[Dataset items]
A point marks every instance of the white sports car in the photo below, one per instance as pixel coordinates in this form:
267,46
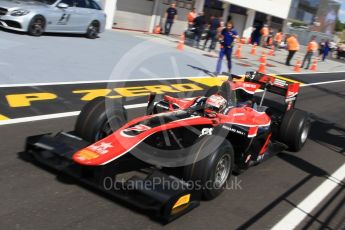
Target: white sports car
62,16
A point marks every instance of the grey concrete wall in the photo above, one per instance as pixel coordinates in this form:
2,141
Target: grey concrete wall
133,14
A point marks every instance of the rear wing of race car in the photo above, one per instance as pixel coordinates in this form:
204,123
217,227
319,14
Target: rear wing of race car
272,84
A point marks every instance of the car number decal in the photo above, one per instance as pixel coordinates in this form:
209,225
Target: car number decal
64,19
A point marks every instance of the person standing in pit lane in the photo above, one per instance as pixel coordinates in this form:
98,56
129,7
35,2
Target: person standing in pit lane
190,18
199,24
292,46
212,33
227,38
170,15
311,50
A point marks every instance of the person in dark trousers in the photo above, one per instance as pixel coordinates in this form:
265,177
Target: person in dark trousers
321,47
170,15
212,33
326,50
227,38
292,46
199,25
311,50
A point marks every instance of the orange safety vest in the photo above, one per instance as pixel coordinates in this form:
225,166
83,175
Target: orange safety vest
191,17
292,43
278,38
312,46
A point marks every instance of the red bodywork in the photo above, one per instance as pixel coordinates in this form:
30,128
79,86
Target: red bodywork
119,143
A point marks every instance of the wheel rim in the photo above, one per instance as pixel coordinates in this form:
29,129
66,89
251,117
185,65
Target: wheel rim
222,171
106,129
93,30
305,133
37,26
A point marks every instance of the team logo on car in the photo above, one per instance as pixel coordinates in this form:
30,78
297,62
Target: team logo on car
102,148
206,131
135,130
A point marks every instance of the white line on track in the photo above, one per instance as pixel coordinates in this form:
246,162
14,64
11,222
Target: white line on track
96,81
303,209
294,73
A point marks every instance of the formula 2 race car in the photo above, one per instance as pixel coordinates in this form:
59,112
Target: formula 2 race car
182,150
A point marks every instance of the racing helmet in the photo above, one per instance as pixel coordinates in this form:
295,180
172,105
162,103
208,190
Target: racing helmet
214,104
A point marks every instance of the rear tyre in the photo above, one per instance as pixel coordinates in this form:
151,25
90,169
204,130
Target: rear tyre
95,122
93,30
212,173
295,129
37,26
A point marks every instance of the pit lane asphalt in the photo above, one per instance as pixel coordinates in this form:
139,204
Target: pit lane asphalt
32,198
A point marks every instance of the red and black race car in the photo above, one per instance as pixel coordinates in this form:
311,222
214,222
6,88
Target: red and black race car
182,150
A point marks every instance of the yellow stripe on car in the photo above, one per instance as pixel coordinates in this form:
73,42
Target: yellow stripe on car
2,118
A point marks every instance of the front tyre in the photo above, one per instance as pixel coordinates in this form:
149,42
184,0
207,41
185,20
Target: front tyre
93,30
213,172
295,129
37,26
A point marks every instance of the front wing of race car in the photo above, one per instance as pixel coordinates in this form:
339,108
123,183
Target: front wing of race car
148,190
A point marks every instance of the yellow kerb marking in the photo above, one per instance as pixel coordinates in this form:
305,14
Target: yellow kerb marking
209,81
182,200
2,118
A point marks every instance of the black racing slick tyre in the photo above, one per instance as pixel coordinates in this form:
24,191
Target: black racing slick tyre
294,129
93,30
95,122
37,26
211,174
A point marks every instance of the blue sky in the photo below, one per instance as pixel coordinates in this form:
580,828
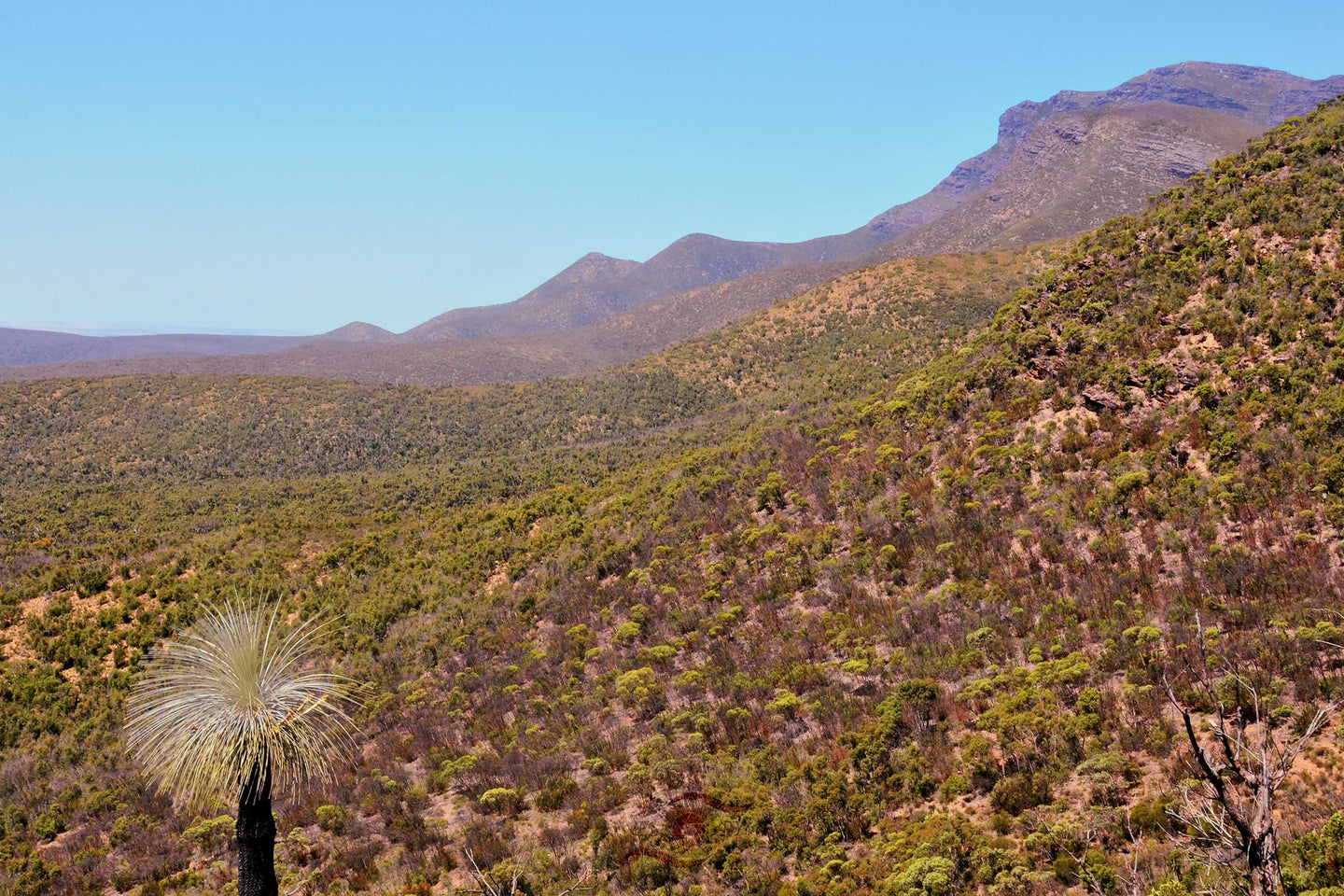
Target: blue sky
---
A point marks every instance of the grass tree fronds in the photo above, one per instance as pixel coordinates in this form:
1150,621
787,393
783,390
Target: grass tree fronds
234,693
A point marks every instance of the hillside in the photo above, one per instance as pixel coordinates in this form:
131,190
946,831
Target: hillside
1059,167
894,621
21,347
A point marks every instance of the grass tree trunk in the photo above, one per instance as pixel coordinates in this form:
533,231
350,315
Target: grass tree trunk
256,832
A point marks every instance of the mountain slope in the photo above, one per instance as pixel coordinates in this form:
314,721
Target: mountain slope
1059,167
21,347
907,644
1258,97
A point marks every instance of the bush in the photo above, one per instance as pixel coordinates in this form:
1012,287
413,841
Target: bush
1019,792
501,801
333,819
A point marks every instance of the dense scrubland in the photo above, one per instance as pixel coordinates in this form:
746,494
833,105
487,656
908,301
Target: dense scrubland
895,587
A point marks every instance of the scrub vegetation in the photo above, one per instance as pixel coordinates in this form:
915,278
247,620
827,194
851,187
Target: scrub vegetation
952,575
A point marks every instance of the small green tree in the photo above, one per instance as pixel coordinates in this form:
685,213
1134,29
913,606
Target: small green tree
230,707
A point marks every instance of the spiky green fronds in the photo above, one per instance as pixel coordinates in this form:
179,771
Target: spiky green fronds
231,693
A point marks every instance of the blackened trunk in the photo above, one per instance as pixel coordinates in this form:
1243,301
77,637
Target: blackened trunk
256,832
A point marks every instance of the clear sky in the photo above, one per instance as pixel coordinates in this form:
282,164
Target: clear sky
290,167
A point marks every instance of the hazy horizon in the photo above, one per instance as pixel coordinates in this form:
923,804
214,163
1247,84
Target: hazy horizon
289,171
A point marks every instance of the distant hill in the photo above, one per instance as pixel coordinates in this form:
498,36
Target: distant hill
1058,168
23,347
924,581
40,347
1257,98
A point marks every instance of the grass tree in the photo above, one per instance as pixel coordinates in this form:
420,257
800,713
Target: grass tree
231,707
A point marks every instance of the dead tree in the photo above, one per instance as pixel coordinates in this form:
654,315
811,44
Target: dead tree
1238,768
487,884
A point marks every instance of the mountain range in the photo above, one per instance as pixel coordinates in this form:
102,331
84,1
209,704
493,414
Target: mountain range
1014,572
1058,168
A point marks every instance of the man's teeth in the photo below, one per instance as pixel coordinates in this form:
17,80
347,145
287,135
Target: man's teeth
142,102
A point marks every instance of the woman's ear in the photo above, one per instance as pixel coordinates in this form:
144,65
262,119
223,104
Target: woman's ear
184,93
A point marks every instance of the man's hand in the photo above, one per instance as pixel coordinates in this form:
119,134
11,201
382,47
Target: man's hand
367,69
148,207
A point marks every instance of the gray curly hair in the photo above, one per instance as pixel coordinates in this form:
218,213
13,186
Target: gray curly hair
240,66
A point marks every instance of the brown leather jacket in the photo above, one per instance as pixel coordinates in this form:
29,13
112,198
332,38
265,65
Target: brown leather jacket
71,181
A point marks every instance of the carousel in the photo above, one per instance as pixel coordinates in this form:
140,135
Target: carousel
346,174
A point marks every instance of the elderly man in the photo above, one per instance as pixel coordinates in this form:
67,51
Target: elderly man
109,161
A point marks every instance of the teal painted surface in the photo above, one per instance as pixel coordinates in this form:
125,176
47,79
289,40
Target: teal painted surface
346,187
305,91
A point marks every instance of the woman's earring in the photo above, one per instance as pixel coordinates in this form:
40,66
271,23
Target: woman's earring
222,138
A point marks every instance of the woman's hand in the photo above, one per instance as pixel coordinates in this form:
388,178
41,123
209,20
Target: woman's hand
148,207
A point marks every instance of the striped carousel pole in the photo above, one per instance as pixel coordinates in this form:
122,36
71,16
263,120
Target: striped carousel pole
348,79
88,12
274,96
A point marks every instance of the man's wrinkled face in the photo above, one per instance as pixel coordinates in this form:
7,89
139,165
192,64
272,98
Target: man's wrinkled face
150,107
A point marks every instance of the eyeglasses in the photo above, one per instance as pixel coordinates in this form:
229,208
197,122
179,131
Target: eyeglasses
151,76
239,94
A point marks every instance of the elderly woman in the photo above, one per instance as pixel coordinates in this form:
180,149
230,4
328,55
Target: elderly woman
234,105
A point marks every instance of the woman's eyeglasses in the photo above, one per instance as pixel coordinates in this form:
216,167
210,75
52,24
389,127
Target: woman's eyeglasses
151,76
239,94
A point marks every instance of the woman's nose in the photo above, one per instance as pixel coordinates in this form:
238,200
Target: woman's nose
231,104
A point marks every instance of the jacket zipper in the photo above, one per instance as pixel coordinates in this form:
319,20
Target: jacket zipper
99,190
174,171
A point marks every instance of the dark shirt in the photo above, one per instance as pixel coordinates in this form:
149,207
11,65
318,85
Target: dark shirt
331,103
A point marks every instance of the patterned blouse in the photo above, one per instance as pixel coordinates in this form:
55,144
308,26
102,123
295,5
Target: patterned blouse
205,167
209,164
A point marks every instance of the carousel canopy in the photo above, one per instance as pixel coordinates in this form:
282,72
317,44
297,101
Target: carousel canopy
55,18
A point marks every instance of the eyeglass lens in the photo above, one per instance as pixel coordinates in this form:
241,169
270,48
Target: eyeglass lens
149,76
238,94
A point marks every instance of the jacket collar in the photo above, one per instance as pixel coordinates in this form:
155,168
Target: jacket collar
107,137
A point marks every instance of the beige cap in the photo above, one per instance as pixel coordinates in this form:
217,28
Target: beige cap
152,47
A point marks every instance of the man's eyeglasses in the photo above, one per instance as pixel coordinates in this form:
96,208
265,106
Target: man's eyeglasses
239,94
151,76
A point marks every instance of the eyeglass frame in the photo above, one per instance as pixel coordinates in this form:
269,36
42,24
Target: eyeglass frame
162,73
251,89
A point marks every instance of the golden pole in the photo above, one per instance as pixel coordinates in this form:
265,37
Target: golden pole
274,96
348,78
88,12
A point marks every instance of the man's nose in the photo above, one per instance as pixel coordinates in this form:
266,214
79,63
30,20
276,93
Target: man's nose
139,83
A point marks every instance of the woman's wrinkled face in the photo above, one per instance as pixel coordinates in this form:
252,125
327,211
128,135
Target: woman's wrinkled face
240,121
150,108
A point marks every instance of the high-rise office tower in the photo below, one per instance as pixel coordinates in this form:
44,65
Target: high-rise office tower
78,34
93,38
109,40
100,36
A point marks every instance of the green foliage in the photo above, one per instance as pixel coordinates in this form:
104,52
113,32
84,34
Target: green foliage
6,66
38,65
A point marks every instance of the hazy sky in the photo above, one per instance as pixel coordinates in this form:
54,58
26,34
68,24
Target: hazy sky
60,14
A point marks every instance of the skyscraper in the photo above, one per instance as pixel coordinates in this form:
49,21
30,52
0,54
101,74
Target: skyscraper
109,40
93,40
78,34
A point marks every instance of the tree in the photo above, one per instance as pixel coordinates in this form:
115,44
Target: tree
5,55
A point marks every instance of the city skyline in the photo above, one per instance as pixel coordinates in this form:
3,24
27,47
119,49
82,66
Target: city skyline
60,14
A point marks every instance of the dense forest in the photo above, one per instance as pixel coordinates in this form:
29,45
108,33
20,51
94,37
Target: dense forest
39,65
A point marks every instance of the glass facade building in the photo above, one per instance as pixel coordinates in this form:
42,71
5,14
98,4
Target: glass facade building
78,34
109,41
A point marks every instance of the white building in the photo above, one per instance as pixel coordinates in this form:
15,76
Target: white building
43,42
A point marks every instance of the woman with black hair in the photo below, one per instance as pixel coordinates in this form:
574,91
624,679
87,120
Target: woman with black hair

**TASK DETAILS**
Show every line of the data above that contains the word "nose", matching case.

**TASK OUTPUT**
A point marks every instance of the woman's nose in the photo above, one per instance as pixel coordinates in this form:
Target: woman's nose
A point marks every instance of the man's nose in the photo above, one per instance as pixel coordinates in this form:
Target: man's nose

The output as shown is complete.